* _TASK OBJECTIVE_: Reproduce every line of the listing from the line containing "Could you point out the green fruit" through the end of the listing, inclusive, leaving the requests and their sample points unchanged. Offset each x and y coordinate in the answer points by 60.

---- INFORMATION SUPPLIED

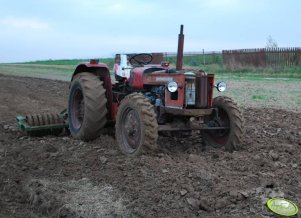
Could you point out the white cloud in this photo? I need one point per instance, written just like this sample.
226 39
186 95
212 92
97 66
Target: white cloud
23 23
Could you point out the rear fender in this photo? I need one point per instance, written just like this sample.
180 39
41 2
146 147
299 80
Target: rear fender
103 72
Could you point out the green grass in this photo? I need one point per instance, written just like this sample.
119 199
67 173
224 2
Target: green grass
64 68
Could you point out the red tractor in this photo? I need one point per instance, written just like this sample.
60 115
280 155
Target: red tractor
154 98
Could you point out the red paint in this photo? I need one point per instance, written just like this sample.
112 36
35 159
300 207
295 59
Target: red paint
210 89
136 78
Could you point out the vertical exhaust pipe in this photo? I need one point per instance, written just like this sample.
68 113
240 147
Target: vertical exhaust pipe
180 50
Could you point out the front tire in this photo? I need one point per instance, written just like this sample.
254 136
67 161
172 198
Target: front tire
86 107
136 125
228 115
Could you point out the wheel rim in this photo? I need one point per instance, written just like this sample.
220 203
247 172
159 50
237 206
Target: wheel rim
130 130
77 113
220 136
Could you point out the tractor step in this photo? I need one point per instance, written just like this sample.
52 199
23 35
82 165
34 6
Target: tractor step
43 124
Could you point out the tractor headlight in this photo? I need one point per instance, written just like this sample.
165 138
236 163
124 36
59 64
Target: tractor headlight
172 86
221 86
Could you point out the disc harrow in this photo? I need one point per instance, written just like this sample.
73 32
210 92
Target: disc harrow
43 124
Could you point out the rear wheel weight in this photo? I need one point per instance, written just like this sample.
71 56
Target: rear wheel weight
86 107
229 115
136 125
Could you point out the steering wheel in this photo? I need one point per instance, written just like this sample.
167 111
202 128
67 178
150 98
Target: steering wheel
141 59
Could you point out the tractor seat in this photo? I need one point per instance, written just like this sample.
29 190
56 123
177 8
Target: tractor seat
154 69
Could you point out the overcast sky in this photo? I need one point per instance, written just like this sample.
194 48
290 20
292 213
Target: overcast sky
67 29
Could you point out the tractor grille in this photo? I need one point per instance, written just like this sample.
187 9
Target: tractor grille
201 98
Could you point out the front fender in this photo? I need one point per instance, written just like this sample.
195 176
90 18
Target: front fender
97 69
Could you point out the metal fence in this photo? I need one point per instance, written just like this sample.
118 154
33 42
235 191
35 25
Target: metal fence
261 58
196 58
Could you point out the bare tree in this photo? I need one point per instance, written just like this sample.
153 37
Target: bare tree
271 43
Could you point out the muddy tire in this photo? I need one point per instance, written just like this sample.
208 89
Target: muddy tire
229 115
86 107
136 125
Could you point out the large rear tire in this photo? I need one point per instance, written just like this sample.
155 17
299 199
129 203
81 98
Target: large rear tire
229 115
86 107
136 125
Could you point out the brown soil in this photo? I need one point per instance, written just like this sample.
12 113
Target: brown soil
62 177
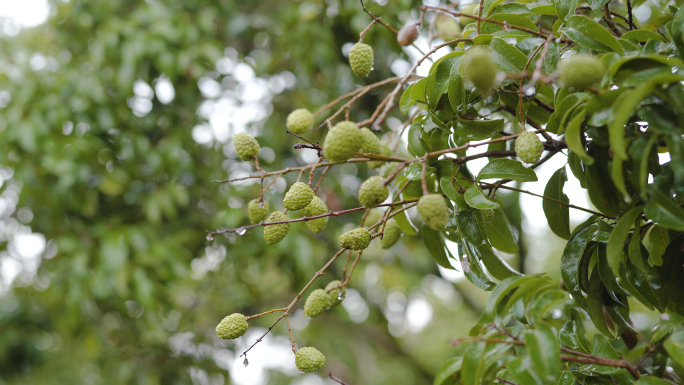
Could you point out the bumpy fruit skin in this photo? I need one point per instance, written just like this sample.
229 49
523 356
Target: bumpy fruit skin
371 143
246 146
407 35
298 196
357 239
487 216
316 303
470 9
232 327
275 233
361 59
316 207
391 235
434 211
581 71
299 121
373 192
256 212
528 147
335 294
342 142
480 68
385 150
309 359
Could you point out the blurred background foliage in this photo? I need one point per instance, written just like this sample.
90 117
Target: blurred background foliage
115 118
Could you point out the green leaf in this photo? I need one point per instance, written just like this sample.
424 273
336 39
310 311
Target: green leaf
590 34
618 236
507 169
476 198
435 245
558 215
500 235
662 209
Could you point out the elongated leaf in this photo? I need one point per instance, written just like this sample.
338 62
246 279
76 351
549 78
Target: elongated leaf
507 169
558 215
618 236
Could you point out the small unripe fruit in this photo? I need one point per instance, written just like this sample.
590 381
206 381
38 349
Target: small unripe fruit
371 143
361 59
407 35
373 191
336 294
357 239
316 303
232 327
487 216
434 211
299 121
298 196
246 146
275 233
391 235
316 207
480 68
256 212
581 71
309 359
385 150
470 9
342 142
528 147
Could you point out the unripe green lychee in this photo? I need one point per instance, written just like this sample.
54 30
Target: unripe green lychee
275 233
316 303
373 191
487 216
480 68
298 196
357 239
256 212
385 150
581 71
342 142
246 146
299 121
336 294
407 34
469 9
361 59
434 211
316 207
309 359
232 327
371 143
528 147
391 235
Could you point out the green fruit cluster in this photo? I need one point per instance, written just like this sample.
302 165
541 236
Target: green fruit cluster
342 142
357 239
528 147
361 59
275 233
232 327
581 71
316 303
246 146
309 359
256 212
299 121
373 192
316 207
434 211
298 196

--------

* _FULL SOLUTION_:
Could you point out the green fruit cluster in this photo? I need one point per instance, written just like this sample.
302 165
541 236
Target: green fruit cluster
402 202
417 299
588 207
421 119
335 293
292 387
641 131
376 363
306 206
369 419
316 272
359 181
433 252
376 267
494 271
358 256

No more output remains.